• [PASSAGE FOR REVIEW]:
NEW YORK (GenomeWeb News) – A mycorrhizal fungus species known for forming mutually beneficial interactions with plant roots has lost fewer metabolic genes than might be expected in an obligate symbiont, a genome sequencing study online this week in the Proceedings of the National Academy of Sciences suggests.
An international team led by investigators in France sequenced the haploid genome of Rhizophagus irregularis, a so-called arbuscular mycorrhizal fungus that forms symbiotic relationships with plant roots and contributes to phosphorus cycling. The genome offered a look at the nature of the R. irregularis lineage's long-standing relationship with land plants, revealing apparent players in plant communication and phosphorus use.
But while the newly sequenced genome contained few of the plant wall degradation enzyme-coding genes found in other fungi, researchers noted, it did harbor a relatively robust repertoire of primary metabolic genes.
"Through analysis of this and other mycorrhizal genomes, we can help to better understand interactions and conditions critical for a sustainable growth of bioenergy plants, but also staple crops, a prerequisite to help feeding the world," senior author Francis Martin, with the French National Institute for Agricultural Research, or INRA, said in a statement.
R. irregularis belongs to an early diverging fungal phylum marked by mutually symbiotic relationships with plants, Martin and his colleagues noted, explaining that such interactions are suspected of helping to spur land plant evolution by contributing to conditions that made early roots possible.
Along with these plant interactions, the arbuscular mycorrhizal fungi are known for their ability to pack hundreds of nuclei into shared cytoplasmic spaces, eventually reproducing asexually with the help of multinucleated spores.
In an effort to understand the stability and diversity of the genomes in those numerous nuclei — as well as the features involved in successful relationships with plant roots — researchers used a combination of Sanger, short-read Illumina, and long-read Pacific Biosciences sequencing to tackle the 155 million base haploid genome of an R.irregularis strain grown in a carrot root.

(Natural-language object grounding data)
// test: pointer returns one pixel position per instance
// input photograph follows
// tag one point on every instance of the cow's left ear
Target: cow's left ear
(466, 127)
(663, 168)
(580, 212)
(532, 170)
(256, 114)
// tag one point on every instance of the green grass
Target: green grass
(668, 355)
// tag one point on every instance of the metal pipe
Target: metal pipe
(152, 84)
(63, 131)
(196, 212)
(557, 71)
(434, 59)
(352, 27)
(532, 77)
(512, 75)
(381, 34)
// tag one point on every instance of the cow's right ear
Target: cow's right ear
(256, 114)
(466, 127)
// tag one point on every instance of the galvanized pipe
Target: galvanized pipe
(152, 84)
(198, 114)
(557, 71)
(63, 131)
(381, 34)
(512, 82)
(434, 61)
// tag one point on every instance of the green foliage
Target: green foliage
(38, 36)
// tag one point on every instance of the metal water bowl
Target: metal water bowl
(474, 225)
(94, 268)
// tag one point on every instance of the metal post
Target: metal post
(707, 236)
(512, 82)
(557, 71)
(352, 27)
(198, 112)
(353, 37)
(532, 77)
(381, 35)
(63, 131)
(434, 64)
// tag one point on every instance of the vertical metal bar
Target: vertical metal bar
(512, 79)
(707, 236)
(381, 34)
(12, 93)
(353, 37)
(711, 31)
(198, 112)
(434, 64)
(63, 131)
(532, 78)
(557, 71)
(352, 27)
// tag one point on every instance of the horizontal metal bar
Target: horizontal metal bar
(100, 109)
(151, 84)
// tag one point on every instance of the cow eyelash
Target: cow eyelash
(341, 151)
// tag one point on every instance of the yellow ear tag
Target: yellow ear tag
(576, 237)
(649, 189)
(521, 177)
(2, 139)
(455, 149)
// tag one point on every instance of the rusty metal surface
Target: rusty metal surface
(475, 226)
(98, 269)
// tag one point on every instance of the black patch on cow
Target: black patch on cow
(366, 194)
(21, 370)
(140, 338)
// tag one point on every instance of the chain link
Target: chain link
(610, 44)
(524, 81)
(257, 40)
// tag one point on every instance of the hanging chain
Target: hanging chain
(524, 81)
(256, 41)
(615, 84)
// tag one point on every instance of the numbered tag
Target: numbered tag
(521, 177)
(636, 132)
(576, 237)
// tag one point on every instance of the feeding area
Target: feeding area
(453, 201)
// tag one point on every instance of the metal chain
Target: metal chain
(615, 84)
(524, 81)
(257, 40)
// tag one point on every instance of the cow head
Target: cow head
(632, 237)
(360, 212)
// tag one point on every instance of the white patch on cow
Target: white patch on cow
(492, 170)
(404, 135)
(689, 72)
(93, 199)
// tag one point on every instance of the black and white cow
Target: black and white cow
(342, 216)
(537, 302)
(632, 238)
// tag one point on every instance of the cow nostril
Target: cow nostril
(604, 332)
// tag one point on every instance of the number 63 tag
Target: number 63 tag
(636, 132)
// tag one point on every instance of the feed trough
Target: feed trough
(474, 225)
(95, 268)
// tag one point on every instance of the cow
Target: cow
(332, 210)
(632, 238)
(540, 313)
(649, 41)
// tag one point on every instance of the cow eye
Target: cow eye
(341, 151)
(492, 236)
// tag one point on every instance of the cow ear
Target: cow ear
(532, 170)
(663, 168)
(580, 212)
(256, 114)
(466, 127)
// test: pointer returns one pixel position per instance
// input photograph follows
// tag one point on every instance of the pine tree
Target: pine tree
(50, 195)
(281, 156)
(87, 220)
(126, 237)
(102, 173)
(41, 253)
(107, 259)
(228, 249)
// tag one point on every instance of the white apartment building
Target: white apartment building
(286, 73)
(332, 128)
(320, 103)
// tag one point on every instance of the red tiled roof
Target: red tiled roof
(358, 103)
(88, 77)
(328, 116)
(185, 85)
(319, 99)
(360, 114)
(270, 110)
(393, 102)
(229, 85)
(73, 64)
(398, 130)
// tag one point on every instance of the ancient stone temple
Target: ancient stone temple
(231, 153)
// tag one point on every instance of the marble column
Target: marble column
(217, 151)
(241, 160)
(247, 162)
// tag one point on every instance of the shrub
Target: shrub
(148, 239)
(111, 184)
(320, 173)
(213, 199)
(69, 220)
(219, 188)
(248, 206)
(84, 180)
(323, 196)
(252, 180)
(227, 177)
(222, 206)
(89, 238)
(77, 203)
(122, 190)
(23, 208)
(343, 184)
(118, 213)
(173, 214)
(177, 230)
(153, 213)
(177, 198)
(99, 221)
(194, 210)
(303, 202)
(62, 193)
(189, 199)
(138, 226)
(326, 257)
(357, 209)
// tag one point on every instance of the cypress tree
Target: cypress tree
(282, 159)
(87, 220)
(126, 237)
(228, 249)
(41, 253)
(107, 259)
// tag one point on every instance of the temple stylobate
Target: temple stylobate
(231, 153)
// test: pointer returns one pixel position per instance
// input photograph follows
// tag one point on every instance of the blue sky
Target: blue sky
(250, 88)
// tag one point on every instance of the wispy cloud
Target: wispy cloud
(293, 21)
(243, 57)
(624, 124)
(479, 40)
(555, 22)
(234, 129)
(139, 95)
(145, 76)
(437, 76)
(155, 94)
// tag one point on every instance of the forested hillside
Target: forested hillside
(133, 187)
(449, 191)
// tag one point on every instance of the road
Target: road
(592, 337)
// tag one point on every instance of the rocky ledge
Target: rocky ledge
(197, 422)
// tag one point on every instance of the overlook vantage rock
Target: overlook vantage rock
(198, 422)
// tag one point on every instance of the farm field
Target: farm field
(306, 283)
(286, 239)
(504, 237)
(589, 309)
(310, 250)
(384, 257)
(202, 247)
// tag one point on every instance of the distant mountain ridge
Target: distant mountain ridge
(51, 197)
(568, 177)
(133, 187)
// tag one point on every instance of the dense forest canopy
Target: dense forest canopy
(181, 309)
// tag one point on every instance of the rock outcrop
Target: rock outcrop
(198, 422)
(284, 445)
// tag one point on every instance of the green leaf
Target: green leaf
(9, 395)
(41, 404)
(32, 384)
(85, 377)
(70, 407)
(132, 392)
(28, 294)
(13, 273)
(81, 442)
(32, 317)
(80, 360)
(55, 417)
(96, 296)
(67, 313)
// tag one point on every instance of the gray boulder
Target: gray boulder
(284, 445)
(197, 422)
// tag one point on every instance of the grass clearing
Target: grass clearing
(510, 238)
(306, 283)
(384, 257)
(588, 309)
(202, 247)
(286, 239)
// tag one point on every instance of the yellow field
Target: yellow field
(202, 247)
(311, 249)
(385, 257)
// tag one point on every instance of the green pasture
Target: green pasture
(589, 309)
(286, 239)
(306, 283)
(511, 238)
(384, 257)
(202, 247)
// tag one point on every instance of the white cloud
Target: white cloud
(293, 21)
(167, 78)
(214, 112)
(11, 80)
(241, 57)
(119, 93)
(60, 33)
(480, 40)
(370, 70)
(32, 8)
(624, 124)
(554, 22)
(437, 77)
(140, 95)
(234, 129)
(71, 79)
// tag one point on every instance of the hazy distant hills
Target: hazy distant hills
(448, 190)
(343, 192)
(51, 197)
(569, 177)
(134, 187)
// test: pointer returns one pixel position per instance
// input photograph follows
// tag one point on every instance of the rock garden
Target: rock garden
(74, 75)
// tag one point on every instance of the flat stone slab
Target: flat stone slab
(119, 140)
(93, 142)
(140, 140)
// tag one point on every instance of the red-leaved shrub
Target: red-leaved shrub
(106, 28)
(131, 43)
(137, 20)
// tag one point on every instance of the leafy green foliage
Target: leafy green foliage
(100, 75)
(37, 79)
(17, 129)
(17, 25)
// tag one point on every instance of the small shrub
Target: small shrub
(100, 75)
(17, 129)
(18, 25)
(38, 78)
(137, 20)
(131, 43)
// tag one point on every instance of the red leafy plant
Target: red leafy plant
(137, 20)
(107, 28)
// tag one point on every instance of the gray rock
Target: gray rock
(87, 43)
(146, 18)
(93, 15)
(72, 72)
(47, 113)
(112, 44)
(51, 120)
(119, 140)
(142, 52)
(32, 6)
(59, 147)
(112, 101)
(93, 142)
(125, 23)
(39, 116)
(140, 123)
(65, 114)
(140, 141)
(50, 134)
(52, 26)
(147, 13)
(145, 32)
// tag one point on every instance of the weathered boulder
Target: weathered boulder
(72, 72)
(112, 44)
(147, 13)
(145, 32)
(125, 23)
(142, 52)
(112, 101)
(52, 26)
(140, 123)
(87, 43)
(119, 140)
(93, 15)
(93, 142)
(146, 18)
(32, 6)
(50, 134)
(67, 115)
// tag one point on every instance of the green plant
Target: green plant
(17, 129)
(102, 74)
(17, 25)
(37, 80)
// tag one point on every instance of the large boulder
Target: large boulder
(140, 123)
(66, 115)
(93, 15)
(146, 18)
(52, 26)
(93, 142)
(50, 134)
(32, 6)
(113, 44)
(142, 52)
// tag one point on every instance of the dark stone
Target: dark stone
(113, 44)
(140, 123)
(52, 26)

• [THE TASK]: Reproduce the part of the article on the Rhizophagus irregularis genome that runs between "But while the" and "in a statement.", inclusive.

• [ANSWER TO THIS EXERCISE]:
But while the newly sequenced genome contained few of the plant wall degradation enzyme-coding genes found in other fungi, researchers noted, it did harbor a relatively robust repertoire of primary metabolic genes.
"Through analysis of this and other mycorrhizal genomes, we can help to better understand interactions and conditions critical for a sustainable growth of bioenergy plants, but also staple crops, a prerequisite to help feeding the world," senior author Francis Martin, with the French National Institute for Agricultural Research, or INRA, said in a statement.